- WHAT THIS TASK INVOLVES -
The lines to extract start at the one containing "One point goes on every instance of the white road" and end with the last line; give them exactly and nothing more.

---------- DATA SHOWN

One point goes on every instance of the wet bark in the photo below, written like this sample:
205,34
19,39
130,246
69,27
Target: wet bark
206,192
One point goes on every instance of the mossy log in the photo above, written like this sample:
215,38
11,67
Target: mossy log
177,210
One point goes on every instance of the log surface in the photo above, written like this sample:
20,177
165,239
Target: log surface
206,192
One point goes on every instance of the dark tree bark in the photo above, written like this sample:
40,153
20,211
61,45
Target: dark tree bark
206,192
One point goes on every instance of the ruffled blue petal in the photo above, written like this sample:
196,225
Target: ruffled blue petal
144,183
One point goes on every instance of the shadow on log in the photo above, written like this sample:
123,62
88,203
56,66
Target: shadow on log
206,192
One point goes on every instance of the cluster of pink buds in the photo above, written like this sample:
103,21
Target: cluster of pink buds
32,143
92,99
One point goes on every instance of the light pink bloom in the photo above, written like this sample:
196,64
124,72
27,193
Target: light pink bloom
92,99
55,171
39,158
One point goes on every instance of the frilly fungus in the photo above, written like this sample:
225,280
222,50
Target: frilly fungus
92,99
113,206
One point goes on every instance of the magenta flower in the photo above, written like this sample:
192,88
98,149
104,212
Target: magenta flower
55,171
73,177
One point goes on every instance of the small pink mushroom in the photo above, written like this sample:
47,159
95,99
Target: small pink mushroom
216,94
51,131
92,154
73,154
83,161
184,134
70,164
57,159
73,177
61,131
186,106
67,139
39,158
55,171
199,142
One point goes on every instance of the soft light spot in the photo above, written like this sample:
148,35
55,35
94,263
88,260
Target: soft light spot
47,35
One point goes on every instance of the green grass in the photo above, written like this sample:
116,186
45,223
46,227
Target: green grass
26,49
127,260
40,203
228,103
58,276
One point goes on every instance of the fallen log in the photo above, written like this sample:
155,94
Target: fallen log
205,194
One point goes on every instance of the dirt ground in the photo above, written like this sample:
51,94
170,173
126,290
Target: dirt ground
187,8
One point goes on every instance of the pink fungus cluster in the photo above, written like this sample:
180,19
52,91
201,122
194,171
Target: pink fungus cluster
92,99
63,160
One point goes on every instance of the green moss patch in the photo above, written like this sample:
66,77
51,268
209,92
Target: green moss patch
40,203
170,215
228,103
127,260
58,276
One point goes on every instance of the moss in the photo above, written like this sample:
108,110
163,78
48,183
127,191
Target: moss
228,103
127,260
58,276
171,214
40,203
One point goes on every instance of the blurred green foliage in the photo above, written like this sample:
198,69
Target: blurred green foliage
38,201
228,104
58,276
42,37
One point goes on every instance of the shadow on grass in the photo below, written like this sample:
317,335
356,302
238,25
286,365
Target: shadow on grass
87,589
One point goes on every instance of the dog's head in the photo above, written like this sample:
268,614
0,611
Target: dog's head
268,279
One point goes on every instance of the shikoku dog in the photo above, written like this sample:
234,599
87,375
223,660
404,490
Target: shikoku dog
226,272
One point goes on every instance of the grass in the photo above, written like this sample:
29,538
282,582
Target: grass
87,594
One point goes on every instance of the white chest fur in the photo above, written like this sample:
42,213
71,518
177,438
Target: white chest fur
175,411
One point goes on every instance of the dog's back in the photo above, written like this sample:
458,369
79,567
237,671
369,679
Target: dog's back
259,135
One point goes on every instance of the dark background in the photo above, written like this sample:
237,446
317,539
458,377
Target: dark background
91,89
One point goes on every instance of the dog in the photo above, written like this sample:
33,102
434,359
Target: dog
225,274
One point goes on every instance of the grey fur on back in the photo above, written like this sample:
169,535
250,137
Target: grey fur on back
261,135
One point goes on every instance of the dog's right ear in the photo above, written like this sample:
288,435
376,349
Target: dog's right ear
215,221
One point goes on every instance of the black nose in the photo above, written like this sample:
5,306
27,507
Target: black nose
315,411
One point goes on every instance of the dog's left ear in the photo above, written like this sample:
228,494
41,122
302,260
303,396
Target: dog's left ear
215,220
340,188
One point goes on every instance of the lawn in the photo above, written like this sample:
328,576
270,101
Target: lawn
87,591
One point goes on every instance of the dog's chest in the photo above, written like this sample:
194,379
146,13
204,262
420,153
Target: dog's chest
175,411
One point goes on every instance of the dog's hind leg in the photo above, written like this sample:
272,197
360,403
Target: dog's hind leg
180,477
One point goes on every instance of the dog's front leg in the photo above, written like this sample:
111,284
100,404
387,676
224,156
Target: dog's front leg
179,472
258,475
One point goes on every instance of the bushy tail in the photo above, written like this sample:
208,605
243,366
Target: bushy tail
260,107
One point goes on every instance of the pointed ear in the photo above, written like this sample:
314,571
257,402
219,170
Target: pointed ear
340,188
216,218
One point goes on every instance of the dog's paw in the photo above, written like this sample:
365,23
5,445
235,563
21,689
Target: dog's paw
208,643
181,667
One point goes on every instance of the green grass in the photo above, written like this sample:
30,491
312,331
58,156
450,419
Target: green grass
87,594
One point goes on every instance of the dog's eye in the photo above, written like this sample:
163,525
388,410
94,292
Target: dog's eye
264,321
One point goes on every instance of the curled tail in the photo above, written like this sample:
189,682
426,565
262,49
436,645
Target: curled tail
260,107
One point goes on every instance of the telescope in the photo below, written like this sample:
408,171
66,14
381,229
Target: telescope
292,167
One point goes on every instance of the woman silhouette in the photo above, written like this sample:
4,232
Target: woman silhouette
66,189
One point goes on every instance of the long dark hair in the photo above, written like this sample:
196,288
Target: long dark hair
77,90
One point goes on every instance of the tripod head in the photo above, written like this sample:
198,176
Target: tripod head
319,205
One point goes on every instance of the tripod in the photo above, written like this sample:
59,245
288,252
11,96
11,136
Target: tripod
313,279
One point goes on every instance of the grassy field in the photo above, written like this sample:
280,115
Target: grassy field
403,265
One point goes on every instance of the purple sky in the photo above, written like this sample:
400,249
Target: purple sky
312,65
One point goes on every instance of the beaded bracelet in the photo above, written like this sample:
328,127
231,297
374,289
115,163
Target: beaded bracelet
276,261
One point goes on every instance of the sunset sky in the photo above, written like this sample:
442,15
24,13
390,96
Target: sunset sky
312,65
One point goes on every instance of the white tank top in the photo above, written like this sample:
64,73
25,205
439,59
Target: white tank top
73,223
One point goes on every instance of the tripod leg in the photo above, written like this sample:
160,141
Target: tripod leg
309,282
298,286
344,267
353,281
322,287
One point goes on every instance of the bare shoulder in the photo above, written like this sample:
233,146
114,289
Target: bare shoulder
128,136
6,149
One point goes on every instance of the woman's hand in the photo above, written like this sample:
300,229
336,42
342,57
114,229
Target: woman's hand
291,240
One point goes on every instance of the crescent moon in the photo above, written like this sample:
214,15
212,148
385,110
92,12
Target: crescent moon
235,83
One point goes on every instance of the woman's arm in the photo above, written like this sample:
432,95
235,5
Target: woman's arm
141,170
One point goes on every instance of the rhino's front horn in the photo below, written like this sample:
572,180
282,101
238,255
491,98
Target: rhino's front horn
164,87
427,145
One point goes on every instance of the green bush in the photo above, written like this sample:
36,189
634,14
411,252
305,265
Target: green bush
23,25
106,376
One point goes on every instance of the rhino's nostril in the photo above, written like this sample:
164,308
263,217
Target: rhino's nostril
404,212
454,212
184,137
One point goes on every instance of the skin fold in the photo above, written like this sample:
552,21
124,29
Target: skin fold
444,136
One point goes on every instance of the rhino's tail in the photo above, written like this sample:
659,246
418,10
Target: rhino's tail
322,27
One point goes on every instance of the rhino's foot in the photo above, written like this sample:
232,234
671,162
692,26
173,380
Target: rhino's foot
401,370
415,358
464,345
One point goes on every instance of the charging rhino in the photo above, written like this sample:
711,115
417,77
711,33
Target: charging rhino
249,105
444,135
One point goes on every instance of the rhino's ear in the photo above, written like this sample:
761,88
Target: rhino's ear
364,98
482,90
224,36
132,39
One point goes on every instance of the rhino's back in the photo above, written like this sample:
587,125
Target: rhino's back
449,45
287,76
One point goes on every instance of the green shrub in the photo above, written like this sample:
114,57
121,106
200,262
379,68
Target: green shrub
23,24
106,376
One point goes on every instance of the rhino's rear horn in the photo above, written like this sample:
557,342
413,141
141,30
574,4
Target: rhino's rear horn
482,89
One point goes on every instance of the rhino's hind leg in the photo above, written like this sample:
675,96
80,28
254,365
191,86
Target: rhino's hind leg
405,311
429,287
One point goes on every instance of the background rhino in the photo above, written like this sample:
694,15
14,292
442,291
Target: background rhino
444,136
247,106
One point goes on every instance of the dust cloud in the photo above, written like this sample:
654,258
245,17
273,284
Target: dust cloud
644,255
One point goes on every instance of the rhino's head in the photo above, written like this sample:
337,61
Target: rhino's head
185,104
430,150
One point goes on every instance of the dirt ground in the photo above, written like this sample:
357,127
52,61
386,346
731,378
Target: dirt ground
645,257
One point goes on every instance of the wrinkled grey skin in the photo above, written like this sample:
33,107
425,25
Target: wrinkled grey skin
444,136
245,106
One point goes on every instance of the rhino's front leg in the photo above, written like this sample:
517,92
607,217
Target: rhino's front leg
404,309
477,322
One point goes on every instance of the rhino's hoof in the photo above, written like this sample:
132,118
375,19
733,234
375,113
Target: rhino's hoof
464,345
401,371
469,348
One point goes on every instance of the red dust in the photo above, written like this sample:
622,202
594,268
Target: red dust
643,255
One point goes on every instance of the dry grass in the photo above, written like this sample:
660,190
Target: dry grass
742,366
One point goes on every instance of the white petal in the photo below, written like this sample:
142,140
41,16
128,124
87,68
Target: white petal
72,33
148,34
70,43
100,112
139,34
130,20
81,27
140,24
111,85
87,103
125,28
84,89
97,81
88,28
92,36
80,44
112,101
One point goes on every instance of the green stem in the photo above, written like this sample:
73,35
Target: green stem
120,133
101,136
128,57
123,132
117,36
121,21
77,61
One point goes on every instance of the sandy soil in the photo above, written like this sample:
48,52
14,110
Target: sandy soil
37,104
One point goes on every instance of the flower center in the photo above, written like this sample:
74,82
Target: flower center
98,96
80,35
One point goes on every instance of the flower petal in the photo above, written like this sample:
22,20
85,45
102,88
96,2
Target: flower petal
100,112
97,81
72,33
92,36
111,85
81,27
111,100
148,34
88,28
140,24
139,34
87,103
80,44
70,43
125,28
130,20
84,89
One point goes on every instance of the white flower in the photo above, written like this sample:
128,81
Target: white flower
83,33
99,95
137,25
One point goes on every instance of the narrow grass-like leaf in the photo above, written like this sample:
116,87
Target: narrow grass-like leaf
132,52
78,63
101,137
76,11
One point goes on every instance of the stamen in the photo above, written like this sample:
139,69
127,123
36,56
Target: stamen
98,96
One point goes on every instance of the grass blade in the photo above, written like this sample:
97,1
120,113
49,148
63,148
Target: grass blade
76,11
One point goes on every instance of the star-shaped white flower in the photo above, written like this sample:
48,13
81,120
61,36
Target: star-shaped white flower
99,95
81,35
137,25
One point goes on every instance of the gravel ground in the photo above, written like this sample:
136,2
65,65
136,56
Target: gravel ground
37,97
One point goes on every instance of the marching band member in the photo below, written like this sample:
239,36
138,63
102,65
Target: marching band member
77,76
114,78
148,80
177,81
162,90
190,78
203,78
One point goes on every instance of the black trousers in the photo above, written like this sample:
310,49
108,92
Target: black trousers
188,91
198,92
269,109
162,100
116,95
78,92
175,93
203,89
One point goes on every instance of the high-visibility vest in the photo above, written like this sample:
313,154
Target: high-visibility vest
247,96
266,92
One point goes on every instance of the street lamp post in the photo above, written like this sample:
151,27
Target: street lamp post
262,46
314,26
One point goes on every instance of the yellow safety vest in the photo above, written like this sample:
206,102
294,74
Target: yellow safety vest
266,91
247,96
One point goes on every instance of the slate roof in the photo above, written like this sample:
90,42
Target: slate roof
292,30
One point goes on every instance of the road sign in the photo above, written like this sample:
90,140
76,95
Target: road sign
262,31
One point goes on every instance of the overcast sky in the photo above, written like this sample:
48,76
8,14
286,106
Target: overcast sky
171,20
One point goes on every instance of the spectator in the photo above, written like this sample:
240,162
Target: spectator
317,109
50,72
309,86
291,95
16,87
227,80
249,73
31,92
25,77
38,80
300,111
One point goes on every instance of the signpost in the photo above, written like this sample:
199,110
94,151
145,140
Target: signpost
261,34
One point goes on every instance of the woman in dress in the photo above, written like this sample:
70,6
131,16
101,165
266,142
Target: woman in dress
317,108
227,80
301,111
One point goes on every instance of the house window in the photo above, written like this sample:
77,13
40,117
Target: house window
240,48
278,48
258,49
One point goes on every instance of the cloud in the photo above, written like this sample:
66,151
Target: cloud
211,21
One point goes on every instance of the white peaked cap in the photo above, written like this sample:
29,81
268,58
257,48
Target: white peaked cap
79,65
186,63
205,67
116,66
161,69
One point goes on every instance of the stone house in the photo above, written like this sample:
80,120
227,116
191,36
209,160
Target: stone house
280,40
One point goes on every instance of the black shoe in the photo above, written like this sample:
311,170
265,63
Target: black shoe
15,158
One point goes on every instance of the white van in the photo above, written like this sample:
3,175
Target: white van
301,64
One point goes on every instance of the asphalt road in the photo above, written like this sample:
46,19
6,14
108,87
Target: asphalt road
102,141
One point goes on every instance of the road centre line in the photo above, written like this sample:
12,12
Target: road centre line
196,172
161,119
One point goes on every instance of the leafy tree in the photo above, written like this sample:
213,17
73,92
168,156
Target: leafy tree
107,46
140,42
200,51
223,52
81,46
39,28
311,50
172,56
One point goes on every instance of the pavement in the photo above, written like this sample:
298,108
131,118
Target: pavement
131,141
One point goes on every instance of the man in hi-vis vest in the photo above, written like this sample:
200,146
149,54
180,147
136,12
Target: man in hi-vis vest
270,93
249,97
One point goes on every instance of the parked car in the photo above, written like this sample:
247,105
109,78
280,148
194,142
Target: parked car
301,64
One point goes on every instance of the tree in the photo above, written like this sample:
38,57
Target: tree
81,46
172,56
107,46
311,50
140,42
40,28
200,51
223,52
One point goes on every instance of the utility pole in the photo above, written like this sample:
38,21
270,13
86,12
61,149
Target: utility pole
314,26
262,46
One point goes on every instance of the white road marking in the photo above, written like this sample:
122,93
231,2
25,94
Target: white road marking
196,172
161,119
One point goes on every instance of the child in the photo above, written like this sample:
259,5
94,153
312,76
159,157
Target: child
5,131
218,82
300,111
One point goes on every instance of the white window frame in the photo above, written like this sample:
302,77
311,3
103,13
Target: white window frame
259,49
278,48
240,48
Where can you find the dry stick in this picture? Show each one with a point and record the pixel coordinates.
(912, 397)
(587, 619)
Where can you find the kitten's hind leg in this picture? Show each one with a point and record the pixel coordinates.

--------------------

- WORKED ANSWER -
One point goes on every instance of the white road marking in the photo above, written like this sample:
122,93
231,2
25,94
Target: white road marking
196,172
161,119
One point goes on every instance of the child in the photo above, written like this sample:
259,5
94,153
312,76
159,157
Target: child
5,131
218,82
300,111
One point goes on every instance of the white window frame in the photo above, written like this sample:
302,77
311,3
103,13
Target: white window frame
259,49
278,48
240,48
Where can you find the dry stick in this picture? Show each one with a point and record the pixel coordinates.
(912, 397)
(587, 619)
Where can you find the kitten's hind leg in this picture? Show each one with a point and record the pixel coordinates.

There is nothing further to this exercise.